━━━ Raw data
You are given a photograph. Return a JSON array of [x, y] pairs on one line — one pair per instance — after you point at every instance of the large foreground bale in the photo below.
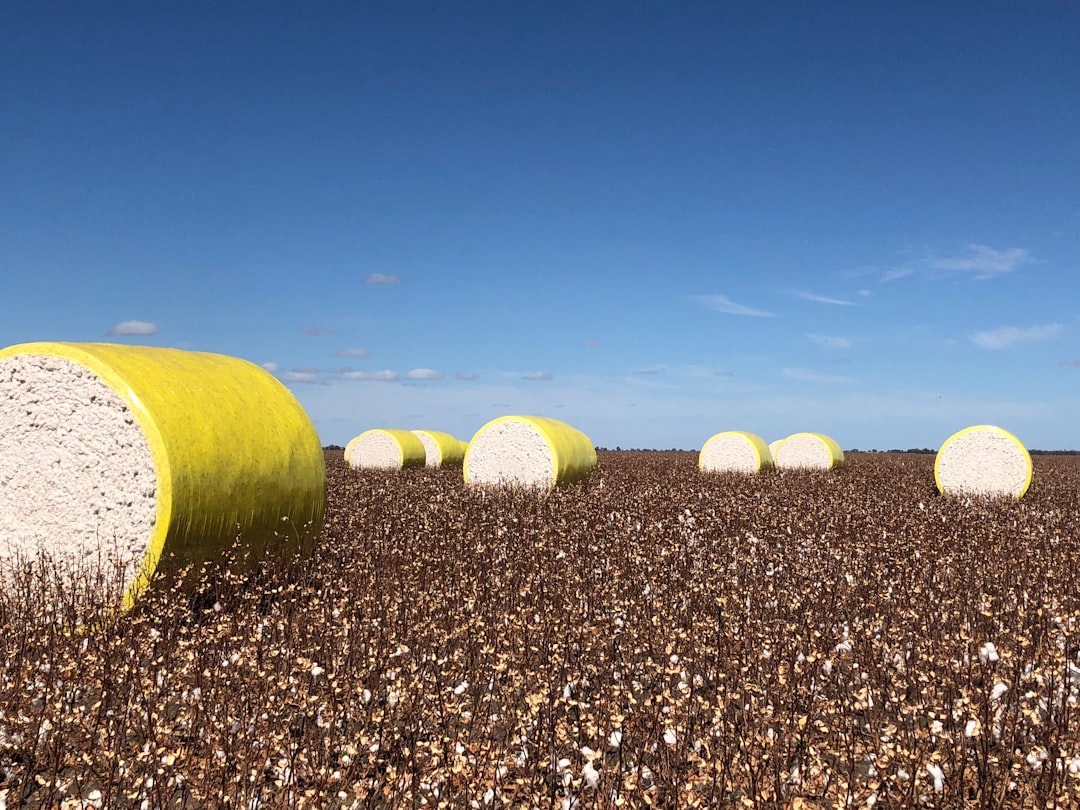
[[441, 448], [143, 459], [983, 460], [809, 451], [528, 451], [386, 449], [734, 450]]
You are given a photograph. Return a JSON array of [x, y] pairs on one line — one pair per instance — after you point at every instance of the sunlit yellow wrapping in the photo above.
[[450, 449], [760, 447], [233, 451], [1023, 455], [571, 450], [409, 446]]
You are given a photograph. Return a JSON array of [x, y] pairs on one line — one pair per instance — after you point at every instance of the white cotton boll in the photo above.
[[591, 775], [934, 771]]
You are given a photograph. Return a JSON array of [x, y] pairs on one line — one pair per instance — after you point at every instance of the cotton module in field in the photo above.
[[983, 460], [386, 449], [736, 451], [441, 448], [528, 451], [809, 451], [136, 460]]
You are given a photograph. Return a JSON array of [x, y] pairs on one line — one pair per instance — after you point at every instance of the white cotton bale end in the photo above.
[[983, 460], [736, 451], [386, 449], [809, 451], [528, 451], [134, 460], [441, 448]]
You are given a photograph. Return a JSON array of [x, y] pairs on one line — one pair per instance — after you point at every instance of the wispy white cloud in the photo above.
[[358, 353], [805, 375], [385, 376], [822, 298], [304, 376], [831, 341], [975, 261], [981, 261], [134, 327], [725, 305], [424, 374], [1008, 336]]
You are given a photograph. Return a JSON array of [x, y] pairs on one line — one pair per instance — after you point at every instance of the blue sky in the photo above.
[[656, 221]]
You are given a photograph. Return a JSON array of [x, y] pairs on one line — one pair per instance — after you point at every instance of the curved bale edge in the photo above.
[[983, 460], [441, 448], [809, 451], [528, 451], [734, 450], [170, 454], [381, 448]]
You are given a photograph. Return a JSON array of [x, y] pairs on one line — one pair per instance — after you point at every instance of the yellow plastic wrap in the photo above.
[[572, 453], [993, 473], [233, 451], [409, 448], [835, 453], [450, 449], [760, 448]]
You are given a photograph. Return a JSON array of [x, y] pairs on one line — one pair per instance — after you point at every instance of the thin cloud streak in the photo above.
[[805, 375], [725, 305], [823, 299], [134, 327], [424, 374], [829, 341], [1008, 336]]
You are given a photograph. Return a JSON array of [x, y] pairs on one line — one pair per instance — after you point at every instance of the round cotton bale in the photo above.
[[441, 448], [142, 459], [528, 451], [386, 449], [734, 450], [809, 451], [983, 460]]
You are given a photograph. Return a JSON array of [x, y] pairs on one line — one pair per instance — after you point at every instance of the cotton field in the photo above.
[[649, 636]]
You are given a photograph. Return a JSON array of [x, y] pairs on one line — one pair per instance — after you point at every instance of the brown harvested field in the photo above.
[[650, 637]]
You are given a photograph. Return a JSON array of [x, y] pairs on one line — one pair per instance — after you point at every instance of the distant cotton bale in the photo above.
[[528, 451], [983, 460], [441, 448], [809, 451], [142, 460], [386, 449], [734, 451]]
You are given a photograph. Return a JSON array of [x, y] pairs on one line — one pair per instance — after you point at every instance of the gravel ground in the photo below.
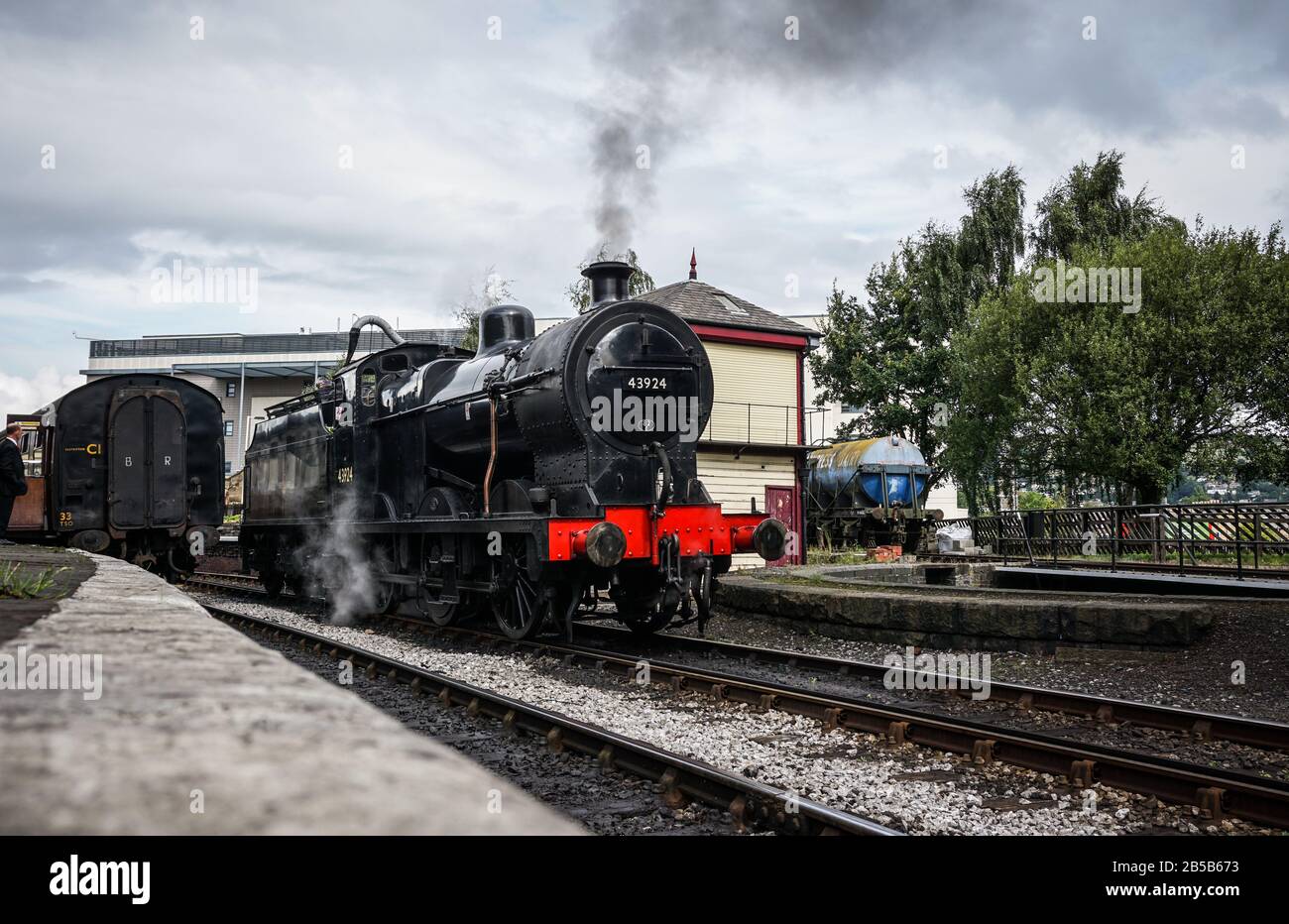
[[910, 789], [605, 802], [1195, 678]]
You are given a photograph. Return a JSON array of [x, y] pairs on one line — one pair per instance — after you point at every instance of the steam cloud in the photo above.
[[334, 562]]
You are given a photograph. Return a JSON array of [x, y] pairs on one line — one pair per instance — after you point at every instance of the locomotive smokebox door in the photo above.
[[149, 472]]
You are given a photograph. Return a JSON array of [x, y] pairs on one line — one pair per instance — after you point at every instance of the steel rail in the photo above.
[[1105, 709], [747, 800], [1213, 790]]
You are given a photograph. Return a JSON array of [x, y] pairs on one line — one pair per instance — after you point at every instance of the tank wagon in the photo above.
[[868, 493]]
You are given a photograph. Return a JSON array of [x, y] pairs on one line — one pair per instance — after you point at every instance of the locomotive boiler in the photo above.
[[536, 478], [868, 493]]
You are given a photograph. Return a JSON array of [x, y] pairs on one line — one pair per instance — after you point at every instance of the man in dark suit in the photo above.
[[13, 480]]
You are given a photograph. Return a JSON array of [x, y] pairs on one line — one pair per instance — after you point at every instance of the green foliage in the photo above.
[[1077, 396], [889, 357], [1035, 500], [22, 584], [639, 284], [1095, 392], [1090, 206]]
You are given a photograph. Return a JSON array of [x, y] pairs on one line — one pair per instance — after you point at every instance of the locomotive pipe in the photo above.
[[491, 455], [373, 321], [664, 494], [609, 282]]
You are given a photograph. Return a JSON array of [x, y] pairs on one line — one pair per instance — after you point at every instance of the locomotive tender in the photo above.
[[129, 465], [527, 478], [868, 493]]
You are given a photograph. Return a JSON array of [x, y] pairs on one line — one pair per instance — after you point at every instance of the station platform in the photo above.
[[171, 722]]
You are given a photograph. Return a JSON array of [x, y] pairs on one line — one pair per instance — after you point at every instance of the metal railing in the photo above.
[[735, 421], [1238, 536]]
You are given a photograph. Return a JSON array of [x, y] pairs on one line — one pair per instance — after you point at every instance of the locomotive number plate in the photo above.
[[647, 383]]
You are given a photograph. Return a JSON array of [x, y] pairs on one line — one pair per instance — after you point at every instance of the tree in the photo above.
[[1090, 207], [1099, 394], [493, 290], [889, 356], [639, 284]]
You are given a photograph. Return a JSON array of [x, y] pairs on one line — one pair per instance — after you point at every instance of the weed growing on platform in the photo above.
[[26, 585]]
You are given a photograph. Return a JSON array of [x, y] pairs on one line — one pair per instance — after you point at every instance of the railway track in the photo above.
[[1079, 563], [1215, 791], [748, 800], [1200, 725]]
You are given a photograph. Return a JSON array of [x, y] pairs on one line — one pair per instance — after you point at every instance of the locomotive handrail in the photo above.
[[370, 321], [506, 388]]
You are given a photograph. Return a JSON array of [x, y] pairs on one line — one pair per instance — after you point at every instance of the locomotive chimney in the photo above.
[[607, 282]]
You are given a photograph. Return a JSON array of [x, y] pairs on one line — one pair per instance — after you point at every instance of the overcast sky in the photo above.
[[377, 158]]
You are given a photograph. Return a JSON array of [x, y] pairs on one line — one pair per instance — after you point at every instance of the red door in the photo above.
[[781, 504]]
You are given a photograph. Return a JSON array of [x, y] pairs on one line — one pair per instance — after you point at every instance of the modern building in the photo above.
[[246, 372], [752, 452]]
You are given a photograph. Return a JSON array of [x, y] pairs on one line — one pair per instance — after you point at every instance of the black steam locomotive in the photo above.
[[528, 478], [130, 465]]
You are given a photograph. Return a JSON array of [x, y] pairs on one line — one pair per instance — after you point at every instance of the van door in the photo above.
[[147, 478]]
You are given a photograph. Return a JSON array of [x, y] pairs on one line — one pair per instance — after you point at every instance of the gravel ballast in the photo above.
[[916, 790]]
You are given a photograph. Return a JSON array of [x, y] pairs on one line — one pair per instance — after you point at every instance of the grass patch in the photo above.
[[25, 584]]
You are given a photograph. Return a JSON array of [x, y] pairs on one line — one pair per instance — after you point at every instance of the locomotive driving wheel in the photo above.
[[523, 602]]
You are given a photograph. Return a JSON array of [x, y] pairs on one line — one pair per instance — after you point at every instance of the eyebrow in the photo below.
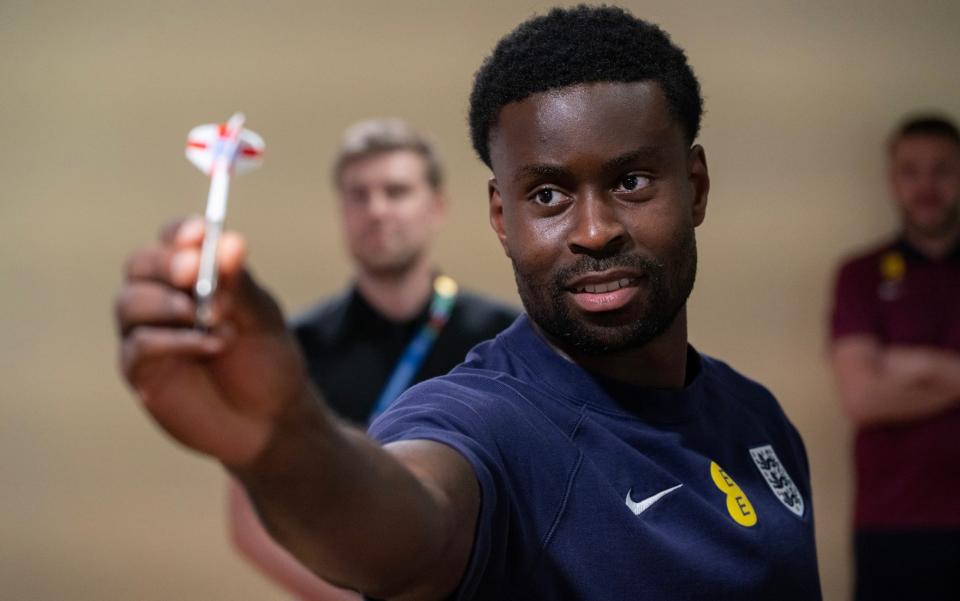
[[649, 153], [554, 171]]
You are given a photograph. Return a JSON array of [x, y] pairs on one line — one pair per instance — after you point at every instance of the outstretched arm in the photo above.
[[252, 541], [880, 384], [394, 522]]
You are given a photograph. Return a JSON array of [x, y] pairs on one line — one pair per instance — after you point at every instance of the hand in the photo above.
[[218, 392]]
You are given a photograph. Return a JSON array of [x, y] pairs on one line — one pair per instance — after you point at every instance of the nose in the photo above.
[[377, 204], [597, 229]]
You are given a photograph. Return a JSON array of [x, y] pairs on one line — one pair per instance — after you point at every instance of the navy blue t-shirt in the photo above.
[[595, 490]]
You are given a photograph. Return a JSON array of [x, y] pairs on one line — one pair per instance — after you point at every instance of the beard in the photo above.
[[547, 300]]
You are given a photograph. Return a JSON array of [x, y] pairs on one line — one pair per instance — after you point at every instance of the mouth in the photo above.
[[602, 287], [604, 292]]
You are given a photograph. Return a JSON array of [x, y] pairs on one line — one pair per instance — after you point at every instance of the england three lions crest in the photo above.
[[777, 478]]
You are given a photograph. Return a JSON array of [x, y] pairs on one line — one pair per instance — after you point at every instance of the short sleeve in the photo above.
[[855, 309], [448, 415]]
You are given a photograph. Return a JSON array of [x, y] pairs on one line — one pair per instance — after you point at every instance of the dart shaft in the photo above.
[[206, 285]]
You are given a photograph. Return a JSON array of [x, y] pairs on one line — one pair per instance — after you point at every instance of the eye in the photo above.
[[548, 196], [633, 182]]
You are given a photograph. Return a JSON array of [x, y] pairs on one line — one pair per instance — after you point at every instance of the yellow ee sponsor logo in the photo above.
[[893, 267], [738, 505]]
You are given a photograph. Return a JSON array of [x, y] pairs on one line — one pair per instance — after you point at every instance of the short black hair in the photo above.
[[584, 44], [926, 125]]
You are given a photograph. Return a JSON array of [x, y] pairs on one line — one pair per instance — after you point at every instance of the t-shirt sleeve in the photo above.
[[446, 415], [854, 302]]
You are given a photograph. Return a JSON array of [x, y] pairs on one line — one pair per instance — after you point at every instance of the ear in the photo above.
[[496, 213], [440, 206], [699, 183]]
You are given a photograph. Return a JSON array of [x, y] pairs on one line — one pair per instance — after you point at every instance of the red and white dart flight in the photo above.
[[218, 151]]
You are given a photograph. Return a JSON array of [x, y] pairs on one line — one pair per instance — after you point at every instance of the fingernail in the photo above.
[[180, 266]]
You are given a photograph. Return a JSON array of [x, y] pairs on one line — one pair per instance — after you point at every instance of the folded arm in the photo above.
[[882, 384]]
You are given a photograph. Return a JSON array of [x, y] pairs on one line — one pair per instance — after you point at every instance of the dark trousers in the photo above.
[[921, 565]]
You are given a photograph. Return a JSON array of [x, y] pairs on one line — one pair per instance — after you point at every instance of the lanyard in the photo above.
[[444, 295]]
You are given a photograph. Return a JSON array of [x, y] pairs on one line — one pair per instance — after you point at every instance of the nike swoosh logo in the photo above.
[[639, 507]]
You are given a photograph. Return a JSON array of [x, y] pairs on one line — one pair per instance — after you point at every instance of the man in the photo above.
[[588, 452], [400, 323], [896, 356]]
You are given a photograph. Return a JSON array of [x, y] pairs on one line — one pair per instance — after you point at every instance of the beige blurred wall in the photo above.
[[95, 102]]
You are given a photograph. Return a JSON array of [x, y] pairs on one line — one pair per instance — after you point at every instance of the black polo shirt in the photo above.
[[351, 350]]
━━━━━━
> **Exercise instructions**
Please format the records above, from the line containing "nose in the photo above." down through the line containing "[[595, 490]]", as a Markdown table with columns Row and Line, numbering each line and leaving out blank lines.

> **Complete output**
| Row | Line |
|---|---|
| 1 | You are given a photograph. Return a JSON array of [x, y] pairs on one line — one pair per instance — after you point at every instance of the nose in the photo above. |
| 2 | [[377, 204], [597, 229]] |
| 3 | You are given a photograph. Return a JSON array of [x, y] pairs on one line — one pair per instance — after you point at every instance of the navy blue t-shirt in the photo above. |
| 4 | [[595, 490]] |